Task goal → From the epoxy layup notes below, list every flaw the writer found in the finished layup.

Document text →
I wasn't too disappointed in the result, but there were some areas I wasn't too proud of. It didn't look that bad until I took it out of the shop an into the sunlight. Yikes! I had what looked to be a big dry patch where the two plies had overlapped, and some parts of the layup had separated from the foam as well. I'm going to have to get another trouble light - I didn't see that at all with the light I have. One advantage the Aeropoxy had over MGS was that with its brown color, it was easier to see the spots that needed more epoxy. With the MGS being so clear, it's hard to tell where its making contact and where its not.
I also found a few spots around the corners where the epoxy didn't quite make contact. I probably should have held off on the side cutouts until the layups were finished. Another lesson.

I carefully marked the center cutouts and double checked which angle to cut them at before cutting them out with the Multi Max. I think I probably should have peel plied around this area as well, since it's going to get joined to something later.

[Extracted records]
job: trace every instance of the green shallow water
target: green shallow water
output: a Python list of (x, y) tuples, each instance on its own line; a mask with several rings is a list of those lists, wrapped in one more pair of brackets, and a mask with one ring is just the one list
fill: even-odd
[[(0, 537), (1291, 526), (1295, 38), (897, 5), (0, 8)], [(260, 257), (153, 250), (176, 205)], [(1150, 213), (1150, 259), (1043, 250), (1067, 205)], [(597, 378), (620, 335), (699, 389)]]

The output →
- A big dry patch where the two plies had overlapped
- Parts of the layup that had separated from the foam
- A few spots around the corners where the epoxy didn't quite make contact